On his most recent trip out to the west coast to attend the Mel Zajac Jr. International SwimSwam caught up with John Atkinson, Swimming Canada’s High Performance Director, to discuss his first few months on the job.
“It has been really good, obviously a lot of things to get to grips with,” said Atkinson. “We are looking at to how we can improve things moving forward and are currently doing a lot of different reviews.”
One of the main areas of examination has been the country’s two National Training Centres (Vancouver and Montreal) and three Swimming Academies (Victoria, Calgary and Toronto). When looking at the structure of these high performance environments Atkinson can see how the country’s size and diversity has impacted how these different programs operate, “In terms of the size of the country and how different partners are all involved, we may have five centres, but they are all structured differently for the uniqueness of the areas needs.”
“I think we have inherited a situation that is very, very well set up, but we have to five separate entities and Swimming Canada has to look at how we can maximize what they offer for all the athletes in Canada and how we can get the best result from them.”
“My job as High Performance Director is to remove road blocks, to remove issues so that coaches can focus on coaching athletes”
“I think we have to work with the coaches within the centres to provide support to them. My job as High Performance Director is to remove road blocks, to remove issues so that coaches can focus on coaching athletes and I think that my role will be to get involved in the management side of how they are set up, what they provide, how we can have some consistency across Canada with the centres that we have.”

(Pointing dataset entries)
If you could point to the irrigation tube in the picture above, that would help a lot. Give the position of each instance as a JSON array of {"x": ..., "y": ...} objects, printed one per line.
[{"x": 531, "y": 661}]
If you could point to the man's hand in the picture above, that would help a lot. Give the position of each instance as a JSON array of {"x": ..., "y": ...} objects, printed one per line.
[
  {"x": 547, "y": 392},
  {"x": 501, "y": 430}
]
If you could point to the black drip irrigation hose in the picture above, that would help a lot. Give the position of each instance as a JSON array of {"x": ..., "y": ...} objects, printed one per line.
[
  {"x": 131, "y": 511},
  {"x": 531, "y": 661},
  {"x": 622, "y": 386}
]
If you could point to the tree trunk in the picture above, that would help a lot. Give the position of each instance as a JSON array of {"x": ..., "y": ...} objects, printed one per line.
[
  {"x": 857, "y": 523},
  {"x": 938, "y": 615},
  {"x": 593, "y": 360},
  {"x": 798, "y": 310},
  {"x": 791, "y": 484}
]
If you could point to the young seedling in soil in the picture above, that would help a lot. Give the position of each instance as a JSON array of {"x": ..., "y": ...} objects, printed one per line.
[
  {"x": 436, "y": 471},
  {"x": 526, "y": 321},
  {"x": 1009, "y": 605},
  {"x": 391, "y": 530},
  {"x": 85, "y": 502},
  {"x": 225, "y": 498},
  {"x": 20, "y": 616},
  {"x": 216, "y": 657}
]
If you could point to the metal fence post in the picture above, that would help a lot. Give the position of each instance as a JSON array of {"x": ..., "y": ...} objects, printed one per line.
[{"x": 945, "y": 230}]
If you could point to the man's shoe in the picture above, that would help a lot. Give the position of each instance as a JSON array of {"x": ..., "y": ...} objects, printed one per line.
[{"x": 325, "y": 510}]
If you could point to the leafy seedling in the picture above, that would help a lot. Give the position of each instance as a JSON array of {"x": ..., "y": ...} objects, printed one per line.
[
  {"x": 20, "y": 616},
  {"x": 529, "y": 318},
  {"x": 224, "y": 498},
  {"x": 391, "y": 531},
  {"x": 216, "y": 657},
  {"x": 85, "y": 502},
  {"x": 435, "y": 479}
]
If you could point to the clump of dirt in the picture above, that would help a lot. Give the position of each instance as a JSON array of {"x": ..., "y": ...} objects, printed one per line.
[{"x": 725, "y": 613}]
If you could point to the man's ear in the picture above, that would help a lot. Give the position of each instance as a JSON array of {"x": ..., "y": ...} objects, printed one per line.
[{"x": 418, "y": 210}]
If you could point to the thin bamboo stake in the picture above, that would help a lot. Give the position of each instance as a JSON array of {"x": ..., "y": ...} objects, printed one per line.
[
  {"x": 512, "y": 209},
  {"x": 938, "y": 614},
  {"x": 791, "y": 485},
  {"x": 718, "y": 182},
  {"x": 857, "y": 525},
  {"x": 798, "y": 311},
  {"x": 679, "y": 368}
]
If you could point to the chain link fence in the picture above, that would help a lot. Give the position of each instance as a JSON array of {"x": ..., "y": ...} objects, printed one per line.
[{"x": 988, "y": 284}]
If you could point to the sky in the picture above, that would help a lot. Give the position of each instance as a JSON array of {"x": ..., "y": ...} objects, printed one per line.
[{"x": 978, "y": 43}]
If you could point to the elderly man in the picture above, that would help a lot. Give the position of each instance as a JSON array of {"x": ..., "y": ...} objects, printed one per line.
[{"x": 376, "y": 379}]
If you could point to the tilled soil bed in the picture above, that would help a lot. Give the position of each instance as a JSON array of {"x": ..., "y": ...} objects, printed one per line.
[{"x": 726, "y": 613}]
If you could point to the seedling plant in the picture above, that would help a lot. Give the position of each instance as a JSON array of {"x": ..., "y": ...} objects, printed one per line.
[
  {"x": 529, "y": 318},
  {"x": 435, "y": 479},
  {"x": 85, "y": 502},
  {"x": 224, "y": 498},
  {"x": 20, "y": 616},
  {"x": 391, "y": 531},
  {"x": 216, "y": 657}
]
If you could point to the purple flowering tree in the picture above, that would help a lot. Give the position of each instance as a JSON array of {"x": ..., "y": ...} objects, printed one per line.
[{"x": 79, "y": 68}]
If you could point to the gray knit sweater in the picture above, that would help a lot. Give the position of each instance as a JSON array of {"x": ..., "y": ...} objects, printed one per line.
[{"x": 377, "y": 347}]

EXERCISE INSTRUCTIONS:
1. According to the Swimming Canada interview, where are the country's two National Training Centres located?
2. Please carry the Swimming Canada interview forward from the point where it stops.

RESULTS FOR EACH TASK:
1. Vancouver and Montreal.

2.
Atkinson described his vision of an optimal training environment, “A national centre would be something like a one stop shop where you have the training space, the lanes, the right mix of long course and short course training, strength and conditioning facilities and you have the IST (Integraded Sports Teams) to support the athletes in their training goals and you have all of this in one area.”
“You are truly at a centre of excel where everything you do is geared towards performing at the highest level where the coach and athlete can work together to do what they need to do without any distractions.”
“That is what we try to create at a training camp when we go away with a team, but trying to create that in a daily training regime is something that I think we aspire to get to.”
After getting a chance to watch the country’s best swimmers compete at the World Championships Trials in April Atkinson feels that one area that Canadian swimmers will have to develop is there ability to perform their best swims in heats, because for many athletes they will need to be at their best in the preliminaries to get a shot at swimming in the semi-finals and finals.
“We have to look at the whole culture of our swimming competitions and how seriously athletes and coaches take each performance, even if they are in heavy training,” said Atkinson.
“It is about the effort, the application and the mental toughness that they put into that that is going to actually put them in a better situation when they get to the championships to perform in the heats swims.”
“I think there are things you can do in swim meets that put more emphasis on heats swimming, but it is the approach of the coach and the athlete.”
He feels that one thing athletes and coaches can do is develop specific routines that allow them to be at their best, “What time do I need to get up? Do I need to get up and have a walk in the morning before I have breakfast or have breakfast and than have a walk to get myself awake and in the right zone before arriving at the pool for the heats swims and than rehearsing that strategy while you are in other meets during the year so that you are doing things to prepare you for when you are getting to the major championships.”
“There are a lot of different ways. There is no one way that will provide a definite answer so it is doing lots of different things to get that point.”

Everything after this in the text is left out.